(TASK DATA begins)

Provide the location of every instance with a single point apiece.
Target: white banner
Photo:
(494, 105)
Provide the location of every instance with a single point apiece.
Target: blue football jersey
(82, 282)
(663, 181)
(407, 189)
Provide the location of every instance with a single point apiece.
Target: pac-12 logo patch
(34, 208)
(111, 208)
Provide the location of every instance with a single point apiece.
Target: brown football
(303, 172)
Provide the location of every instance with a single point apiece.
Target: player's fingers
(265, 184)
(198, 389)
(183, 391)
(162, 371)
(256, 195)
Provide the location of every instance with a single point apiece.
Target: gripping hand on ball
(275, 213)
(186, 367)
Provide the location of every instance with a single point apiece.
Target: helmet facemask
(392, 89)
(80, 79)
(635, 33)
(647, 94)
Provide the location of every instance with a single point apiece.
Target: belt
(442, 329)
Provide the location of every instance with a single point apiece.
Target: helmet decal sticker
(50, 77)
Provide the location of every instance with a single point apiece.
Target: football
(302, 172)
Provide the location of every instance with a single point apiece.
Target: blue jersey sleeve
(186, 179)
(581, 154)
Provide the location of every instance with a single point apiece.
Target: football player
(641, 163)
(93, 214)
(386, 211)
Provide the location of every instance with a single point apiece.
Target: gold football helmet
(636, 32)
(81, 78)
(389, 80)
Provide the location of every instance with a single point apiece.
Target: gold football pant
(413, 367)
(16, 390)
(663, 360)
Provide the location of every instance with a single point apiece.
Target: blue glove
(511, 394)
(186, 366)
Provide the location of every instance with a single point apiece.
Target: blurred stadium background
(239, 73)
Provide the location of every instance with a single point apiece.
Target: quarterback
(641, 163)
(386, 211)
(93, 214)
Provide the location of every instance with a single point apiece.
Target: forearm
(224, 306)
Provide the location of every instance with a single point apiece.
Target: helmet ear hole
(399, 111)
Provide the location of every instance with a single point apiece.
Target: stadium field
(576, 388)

(TASK DATA ends)

● DIRECTIONS:
Write the entries out once more, exactly, without dropping a line.

● RESPONSE:
Provide the location of every instance with a single point apiece.
Target: white banner
Photo:
(494, 105)
Provide the location of every instance with a single point apiece.
Target: blue football jersey
(82, 282)
(663, 181)
(407, 189)
Provide the location of every instance with a single point apiece.
Target: pac-12 logo patch
(34, 208)
(111, 208)
Provide the location of every instance with a single point apiece.
Target: brown football
(303, 172)
Provide the location of every instance with a single point apiece.
Target: player's fingers
(265, 184)
(198, 389)
(183, 391)
(162, 371)
(256, 195)
Provide the location of every instance with a single point apiece.
Target: gripping hand on ball
(275, 213)
(186, 367)
Provide the location of every instance with a single point apiece.
Target: helmet facemask
(392, 89)
(80, 79)
(635, 33)
(647, 94)
Provide the location of every instance with a single point apiece.
Target: belt
(442, 329)
Provide the location of every instance with a single point apiece.
Target: helmet decal sticker
(50, 77)
Provide the location of every instance with a single point apiece.
Target: football
(302, 172)
Provide the location of every instance with a single point apiece.
Target: blue jersey sleeve
(186, 179)
(581, 154)
Provide the location of every instance with a single point apiece.
Target: football player
(641, 163)
(93, 214)
(386, 211)
Provide the location of every instance with a single point apiece.
Target: gold football helmet
(636, 32)
(81, 78)
(389, 80)
Provide the location of every instance with a single point apiece.
Target: gold football pant
(413, 367)
(16, 390)
(663, 360)
Provide the location of every instance with a single point apiece.
Target: blue glove
(511, 394)
(186, 366)
Provide the location of every instance with a single point apiece.
Target: blurred stadium background
(239, 73)
Provide the location of every instance with a single point apiece.
Target: quarterback
(641, 163)
(386, 211)
(93, 214)
Provide the location of every instance with a single point apiece.
Target: forearm
(224, 306)
Provide the location of every instance with a single point apiece.
Target: helmet ear hole
(399, 111)
Provide the location of every instance with a single point apiece.
Target: stadium field
(576, 388)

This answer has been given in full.